» **What you will do**:
(a) Rewrite the stretch of the forum thread from "Oh that looks" through "though and document.", updating "Anki addon" to "Anki plugin".
(b) List every web address (URL) that appears in the forum thread.
-- START Quoted text --
Oh that looks fun. So gcc is failing to compile sudachi on linux. Both of these issues seem to not necessarily be problems with this Anki addon but with OS related issues. It would be good to figure out how to workaround them though and document.

nlovell1 commented 3 years ago

I'd love to help. Where do I begin? Can also test on a Mac tomorrow.

rteabeault commented 3 years ago

Ok. I have seen three problems so far and here are the workarounds

  1. Windows only: There is an issue with spacy's dependency numpy and windows. After installing a spacy model on windows (if you have the windows October Update 2004) you may see

    The current Numpy installation ('<some_path_to_numpy_init_file>') fails to pass a sanity check due to a bug in the windows runtime. See this issue for more information: https://tinyurl.com/y3dm3h86

    To fix this open some_path_to_numpy_init_file seen in the error. Replace the line

    if sys.platform == "win32" and sys.maxsize > 2**32:
      _win_os_check()

    with

    if sys.platform == "win32" and sys.maxsize > 2**32:
       #  _win_os_check()
      pass

    Once https://developercommunity.visualstudio.com/content/problem/1207405/fmod-after-an-update-to-windows-2004-is-causing-a.html is resolved this step should be unnecessary.

  2. Windows Only: You may see the error

    ImportError: Japanese support requires SudachiPy and SudachiDict-core (https://github.com/WorksApplications/SudachiPy). Install with `pip install sudachipy sudachidict_core` or install spaCy with `pip install spacy[ja]`.
-- END Quoted text --
-- START Information given --
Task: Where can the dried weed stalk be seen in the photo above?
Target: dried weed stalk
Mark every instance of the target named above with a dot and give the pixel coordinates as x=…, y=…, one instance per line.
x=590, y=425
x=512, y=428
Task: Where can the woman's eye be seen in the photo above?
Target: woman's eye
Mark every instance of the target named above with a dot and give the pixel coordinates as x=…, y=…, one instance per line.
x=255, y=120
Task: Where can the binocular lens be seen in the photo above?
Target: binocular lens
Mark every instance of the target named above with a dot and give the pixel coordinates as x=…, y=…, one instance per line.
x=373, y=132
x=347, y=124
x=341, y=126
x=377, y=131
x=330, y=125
-- END Information given --
» **Per-task answers**:
(a)
Oh that looks fun. So gcc is failing to compile sudachi on linux. Both of these issues seem to not necessarily be problems with this Anki plugin but with OS related issues. It would be good to figure out how to workaround them though and document.

(b)
- https://tinyurl.com/y3dm3h86
- https://developercommunity.visualstudio.com/content/problem/1207405/fmod-after-an-update-to-windows-2004-is-causing-a.html
- https://github.com/WorksApplications/SudachiPy